■ **Work to complete**
Retype each entry below, keeping every character the same.

== Material provided

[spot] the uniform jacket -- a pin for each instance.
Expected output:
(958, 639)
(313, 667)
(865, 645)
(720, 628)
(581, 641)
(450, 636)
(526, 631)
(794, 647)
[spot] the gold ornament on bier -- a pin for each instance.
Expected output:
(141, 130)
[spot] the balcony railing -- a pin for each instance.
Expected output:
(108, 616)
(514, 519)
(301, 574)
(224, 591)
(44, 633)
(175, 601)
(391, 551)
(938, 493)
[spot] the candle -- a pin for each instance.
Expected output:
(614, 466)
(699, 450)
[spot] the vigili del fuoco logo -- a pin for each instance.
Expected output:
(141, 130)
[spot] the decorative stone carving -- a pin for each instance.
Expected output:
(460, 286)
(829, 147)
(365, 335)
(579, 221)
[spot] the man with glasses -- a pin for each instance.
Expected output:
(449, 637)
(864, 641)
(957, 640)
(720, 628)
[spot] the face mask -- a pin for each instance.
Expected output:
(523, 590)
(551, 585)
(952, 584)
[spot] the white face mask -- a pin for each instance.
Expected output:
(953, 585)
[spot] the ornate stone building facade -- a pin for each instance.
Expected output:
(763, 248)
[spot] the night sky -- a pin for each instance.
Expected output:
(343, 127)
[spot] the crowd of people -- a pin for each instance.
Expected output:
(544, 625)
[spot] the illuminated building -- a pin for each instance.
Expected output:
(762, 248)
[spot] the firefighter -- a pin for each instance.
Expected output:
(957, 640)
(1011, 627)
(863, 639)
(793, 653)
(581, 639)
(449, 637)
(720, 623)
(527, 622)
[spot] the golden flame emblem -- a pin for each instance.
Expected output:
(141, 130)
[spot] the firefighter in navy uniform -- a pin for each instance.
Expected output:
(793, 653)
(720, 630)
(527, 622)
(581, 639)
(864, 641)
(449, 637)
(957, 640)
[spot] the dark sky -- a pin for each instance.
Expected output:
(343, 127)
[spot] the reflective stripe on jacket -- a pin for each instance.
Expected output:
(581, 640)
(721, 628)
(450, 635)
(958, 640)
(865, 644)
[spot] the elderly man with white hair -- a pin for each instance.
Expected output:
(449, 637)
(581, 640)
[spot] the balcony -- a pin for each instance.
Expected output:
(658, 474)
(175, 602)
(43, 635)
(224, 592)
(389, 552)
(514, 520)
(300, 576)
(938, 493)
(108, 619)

====

■ **Response to this exercise**
[spot] the uniform jacket -- a pin for each instance.
Expected output:
(958, 639)
(313, 667)
(865, 645)
(720, 628)
(581, 641)
(450, 636)
(526, 631)
(794, 647)
[spot] the gold ornament on bier -- a pin for each instance.
Expected output:
(141, 130)
[spot] the balcony railing -- a pin for each instance.
Expected output:
(108, 616)
(514, 519)
(301, 574)
(224, 591)
(44, 633)
(175, 601)
(391, 551)
(938, 493)
[spot] the candle -- a pin for each instance.
Expected output:
(614, 466)
(699, 450)
[spot] the vigili del fuoco logo -- a pin for each instance.
Expected output:
(141, 130)
[spot] the decorative stone carving -- a pin for each instance.
Expected output:
(460, 286)
(829, 147)
(365, 335)
(579, 221)
[spot] the man with glasses -- a pin for each instance.
Expected output:
(449, 637)
(864, 641)
(957, 640)
(720, 628)
[spot] the face mask -- a pin for each instance.
Expected output:
(523, 590)
(551, 585)
(952, 584)
[spot] the white face mask -- a pin for each instance.
Expected output:
(953, 585)
[spot] the ornate stone building facade -- a pin for each instance.
Expected output:
(763, 248)
[spot] the night sky -- a pin for each instance.
Expected output:
(343, 127)
[spot] the crowd of people -- a pin for each instance.
Expected output:
(544, 625)
[spot] the illuminated building -- a pin for each instance.
Expected output:
(762, 248)
[spot] the firefighter -- a pin for each instance.
Expected output:
(957, 640)
(1011, 627)
(863, 639)
(793, 653)
(581, 639)
(449, 637)
(720, 623)
(527, 622)
[spot] the golden flame emblem -- a pin for each instance.
Expected output:
(141, 130)
[spot] the firefighter in navy uniform -- a pin for each instance.
Expected output:
(793, 653)
(720, 630)
(527, 622)
(581, 639)
(864, 641)
(449, 637)
(957, 640)
[spot] the dark sky -- a pin for each instance.
Expected output:
(343, 127)
[spot] the reflective stripe on jacket -- a pin for each instance.
Expected output:
(581, 640)
(721, 628)
(450, 635)
(958, 640)
(865, 644)
[spot] the elderly man with white hair -- a pin for each instance.
Expected output:
(449, 637)
(581, 640)
[spot] the balcony -- a pin for each instance.
Expected output:
(658, 474)
(175, 602)
(43, 635)
(224, 592)
(389, 552)
(514, 520)
(300, 576)
(938, 493)
(108, 619)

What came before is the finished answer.